**Data shown:**
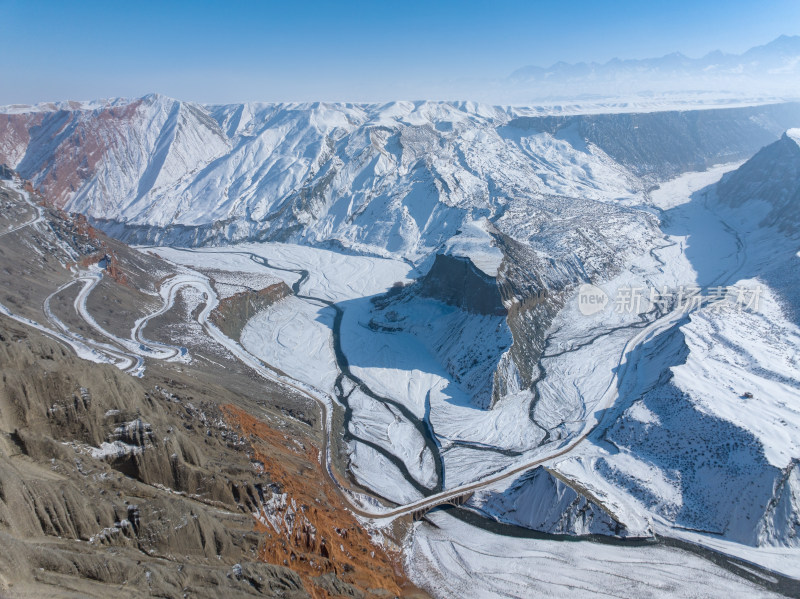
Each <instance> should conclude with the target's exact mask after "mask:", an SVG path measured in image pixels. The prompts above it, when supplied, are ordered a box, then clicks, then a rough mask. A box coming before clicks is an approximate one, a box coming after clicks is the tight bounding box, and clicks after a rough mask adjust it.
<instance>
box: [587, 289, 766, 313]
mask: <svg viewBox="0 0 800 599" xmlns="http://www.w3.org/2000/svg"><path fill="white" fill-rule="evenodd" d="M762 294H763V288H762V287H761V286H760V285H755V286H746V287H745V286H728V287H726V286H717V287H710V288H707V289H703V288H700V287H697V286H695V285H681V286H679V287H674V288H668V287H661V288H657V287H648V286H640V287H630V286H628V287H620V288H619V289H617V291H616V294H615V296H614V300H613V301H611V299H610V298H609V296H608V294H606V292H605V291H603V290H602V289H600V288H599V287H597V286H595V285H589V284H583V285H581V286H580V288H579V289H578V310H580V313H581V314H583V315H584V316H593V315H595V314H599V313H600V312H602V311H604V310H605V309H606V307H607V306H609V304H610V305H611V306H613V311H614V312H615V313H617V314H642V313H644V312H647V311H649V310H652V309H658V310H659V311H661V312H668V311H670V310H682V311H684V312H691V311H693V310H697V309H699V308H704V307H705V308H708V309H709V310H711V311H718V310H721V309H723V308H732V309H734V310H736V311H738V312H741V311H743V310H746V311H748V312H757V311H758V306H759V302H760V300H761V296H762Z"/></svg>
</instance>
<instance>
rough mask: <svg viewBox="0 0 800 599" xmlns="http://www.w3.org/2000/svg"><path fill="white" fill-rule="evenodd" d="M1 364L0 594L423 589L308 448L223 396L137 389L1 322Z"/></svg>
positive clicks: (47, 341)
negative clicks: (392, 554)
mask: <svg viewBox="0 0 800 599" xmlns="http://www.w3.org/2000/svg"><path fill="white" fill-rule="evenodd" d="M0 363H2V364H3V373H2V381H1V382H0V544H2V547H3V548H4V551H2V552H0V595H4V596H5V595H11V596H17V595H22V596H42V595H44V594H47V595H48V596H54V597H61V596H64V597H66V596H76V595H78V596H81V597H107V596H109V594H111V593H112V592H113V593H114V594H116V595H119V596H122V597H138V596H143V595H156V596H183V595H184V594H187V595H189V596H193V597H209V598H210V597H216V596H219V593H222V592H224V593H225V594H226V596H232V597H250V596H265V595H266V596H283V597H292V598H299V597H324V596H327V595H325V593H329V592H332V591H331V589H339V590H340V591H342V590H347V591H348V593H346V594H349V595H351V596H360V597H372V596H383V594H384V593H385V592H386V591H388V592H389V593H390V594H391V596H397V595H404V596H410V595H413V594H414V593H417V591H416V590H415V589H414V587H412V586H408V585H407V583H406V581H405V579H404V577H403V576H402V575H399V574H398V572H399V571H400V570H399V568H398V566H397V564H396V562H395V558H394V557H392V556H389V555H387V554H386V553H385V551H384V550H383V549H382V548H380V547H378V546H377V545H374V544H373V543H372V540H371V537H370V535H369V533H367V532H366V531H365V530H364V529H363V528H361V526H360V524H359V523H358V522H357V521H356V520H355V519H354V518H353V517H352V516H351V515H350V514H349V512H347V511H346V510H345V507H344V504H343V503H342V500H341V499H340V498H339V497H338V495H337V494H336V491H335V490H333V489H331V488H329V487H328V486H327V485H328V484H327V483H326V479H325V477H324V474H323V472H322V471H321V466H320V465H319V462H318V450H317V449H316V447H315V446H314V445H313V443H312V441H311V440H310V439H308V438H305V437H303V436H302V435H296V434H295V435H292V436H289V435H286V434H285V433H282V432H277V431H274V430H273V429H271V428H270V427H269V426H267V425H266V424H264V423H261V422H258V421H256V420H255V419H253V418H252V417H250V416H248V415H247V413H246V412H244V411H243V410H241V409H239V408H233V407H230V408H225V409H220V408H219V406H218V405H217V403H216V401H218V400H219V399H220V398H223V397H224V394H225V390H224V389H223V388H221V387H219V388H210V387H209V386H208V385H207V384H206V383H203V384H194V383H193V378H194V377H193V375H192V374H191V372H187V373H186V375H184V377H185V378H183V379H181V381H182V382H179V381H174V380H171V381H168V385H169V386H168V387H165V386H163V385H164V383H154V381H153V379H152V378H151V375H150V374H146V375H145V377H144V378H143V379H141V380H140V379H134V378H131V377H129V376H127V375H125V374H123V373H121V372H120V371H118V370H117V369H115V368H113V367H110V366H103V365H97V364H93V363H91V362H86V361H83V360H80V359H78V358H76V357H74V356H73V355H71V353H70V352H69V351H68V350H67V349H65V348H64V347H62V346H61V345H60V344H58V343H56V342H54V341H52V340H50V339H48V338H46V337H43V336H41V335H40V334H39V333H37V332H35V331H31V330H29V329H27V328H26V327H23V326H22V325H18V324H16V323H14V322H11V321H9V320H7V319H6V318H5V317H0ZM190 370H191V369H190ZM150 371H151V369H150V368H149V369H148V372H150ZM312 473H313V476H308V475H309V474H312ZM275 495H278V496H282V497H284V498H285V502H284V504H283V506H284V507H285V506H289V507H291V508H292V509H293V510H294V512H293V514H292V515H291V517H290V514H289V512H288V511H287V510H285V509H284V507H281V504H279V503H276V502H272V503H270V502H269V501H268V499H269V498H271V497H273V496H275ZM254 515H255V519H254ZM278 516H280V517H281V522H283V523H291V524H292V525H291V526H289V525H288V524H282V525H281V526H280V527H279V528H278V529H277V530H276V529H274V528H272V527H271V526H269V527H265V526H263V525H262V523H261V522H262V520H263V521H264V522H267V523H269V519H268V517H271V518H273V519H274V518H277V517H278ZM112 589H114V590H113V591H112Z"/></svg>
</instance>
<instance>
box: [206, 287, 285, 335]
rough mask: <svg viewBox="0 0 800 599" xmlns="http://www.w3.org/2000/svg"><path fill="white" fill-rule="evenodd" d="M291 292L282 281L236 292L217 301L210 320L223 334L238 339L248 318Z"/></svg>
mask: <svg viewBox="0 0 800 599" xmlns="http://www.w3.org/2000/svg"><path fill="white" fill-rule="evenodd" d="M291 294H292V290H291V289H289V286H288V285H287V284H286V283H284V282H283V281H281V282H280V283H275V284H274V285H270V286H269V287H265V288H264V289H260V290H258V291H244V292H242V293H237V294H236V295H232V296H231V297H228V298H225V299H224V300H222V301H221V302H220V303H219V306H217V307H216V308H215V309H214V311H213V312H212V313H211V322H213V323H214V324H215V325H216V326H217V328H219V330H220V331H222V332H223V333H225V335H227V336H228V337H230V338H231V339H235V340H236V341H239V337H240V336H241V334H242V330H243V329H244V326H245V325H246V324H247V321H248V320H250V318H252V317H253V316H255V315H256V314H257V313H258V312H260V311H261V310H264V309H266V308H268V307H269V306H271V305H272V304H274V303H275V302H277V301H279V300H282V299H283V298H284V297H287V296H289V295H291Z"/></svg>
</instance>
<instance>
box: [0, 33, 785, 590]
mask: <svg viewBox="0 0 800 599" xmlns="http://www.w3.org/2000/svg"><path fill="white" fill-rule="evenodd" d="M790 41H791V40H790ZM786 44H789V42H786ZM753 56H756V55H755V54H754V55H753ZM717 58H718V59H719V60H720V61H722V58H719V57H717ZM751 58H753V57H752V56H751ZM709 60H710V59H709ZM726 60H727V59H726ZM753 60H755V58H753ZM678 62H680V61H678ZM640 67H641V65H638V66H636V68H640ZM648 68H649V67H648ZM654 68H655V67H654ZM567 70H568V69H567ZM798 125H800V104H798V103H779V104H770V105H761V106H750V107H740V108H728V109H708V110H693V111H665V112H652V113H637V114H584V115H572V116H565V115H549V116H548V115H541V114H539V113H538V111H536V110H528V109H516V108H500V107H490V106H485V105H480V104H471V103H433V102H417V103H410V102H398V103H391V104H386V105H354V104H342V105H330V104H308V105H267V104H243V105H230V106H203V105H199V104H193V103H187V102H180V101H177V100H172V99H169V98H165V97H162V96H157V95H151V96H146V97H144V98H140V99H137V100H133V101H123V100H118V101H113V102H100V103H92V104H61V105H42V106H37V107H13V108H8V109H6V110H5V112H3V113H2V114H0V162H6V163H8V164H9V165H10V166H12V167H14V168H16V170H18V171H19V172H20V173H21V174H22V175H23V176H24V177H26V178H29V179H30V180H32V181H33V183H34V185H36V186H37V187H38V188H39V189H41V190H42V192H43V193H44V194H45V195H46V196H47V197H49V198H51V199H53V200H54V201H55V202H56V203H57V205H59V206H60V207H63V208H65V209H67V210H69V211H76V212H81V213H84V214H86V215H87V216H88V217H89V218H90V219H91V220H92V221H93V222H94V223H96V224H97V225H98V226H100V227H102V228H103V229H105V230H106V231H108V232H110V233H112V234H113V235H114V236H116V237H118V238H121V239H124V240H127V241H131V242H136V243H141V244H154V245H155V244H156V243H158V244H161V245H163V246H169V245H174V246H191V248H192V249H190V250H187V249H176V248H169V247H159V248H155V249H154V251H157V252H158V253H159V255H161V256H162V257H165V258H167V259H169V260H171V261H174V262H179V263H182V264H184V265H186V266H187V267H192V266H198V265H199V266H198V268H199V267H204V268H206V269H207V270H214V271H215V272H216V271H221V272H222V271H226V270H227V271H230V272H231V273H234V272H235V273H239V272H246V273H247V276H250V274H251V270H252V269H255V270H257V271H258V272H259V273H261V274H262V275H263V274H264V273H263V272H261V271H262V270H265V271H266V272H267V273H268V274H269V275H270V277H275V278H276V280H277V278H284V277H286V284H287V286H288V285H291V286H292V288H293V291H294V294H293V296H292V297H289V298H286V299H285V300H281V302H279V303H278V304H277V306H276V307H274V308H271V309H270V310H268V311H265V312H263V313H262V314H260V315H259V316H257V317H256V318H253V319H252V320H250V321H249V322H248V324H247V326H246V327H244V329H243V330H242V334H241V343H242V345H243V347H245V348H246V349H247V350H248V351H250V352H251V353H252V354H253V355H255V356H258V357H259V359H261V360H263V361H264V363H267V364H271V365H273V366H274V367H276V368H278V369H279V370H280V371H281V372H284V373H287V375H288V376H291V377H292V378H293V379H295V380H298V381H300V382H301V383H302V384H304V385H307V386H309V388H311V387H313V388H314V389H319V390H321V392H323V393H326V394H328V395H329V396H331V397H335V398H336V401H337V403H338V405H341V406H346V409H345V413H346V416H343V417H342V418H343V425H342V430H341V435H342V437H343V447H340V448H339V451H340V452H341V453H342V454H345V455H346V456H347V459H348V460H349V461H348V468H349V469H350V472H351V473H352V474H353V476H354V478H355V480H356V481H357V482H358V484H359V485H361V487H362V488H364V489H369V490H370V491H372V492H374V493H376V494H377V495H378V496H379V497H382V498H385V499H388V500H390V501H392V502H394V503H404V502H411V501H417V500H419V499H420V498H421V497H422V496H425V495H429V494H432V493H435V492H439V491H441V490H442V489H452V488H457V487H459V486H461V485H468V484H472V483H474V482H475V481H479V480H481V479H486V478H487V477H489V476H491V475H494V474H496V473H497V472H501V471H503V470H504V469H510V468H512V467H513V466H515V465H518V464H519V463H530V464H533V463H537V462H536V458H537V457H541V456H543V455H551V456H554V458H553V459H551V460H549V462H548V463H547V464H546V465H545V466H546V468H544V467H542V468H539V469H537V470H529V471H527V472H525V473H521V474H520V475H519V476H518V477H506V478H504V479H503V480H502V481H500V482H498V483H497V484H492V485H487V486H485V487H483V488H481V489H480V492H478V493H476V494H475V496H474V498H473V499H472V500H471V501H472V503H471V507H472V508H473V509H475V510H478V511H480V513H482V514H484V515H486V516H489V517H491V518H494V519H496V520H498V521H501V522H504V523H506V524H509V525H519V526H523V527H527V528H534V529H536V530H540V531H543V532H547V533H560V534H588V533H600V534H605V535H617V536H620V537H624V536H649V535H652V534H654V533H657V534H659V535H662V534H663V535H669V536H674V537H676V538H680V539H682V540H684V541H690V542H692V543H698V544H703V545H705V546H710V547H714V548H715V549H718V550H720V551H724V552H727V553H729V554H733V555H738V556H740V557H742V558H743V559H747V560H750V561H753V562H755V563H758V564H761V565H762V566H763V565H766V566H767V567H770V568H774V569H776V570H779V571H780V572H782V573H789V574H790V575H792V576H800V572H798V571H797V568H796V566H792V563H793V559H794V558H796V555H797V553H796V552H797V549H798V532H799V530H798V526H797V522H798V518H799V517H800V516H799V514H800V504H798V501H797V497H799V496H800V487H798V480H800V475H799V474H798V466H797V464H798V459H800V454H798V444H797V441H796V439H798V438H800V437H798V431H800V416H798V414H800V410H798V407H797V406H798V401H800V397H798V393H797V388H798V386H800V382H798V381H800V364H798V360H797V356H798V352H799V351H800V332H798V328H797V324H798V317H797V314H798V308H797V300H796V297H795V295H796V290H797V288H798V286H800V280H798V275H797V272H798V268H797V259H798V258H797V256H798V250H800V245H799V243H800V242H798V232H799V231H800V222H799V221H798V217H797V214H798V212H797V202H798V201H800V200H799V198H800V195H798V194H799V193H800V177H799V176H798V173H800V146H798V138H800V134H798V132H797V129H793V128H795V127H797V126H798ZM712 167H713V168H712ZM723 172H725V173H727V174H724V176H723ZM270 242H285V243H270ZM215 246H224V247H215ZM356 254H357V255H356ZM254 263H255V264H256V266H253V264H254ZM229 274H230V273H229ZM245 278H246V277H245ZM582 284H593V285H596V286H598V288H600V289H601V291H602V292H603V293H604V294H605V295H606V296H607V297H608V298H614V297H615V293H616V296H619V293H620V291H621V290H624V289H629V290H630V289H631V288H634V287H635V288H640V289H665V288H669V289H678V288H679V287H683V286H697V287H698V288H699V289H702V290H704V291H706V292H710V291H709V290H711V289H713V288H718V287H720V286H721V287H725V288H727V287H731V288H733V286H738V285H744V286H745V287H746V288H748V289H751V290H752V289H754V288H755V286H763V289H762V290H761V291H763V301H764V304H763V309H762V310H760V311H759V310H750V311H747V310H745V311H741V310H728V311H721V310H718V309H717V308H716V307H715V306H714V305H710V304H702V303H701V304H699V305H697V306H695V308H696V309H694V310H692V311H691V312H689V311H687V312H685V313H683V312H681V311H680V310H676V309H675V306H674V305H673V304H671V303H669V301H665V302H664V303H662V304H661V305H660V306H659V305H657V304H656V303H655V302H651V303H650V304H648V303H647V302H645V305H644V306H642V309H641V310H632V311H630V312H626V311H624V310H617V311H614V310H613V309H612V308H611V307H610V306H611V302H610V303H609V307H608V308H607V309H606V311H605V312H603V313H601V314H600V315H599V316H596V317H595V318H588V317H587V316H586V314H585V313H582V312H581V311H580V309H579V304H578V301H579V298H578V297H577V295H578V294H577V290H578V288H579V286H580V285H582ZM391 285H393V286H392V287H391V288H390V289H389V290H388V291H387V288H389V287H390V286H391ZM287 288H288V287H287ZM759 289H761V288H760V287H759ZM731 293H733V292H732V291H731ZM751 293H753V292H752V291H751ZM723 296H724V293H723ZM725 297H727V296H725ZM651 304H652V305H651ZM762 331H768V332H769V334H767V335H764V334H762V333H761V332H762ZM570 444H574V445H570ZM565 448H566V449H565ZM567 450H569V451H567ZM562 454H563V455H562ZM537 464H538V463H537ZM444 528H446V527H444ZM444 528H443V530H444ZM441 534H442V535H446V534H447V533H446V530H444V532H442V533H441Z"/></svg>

**Required work:** Reproduce the entries verbatim from their very start through the line containing "box: [587, 289, 766, 313]", both ends included, and leave the pictures out.

**Written response:**
Each <instance> should conclude with the target's exact mask after "mask:", an SVG path measured in image pixels. The prompts above it, when supplied, are ordered a box, then clicks, then a rough mask. A box coming before clicks is an approximate one, a box coming after clicks is the tight bounding box, and clicks after a rough mask adjust it.
<instance>
box: [587, 289, 766, 313]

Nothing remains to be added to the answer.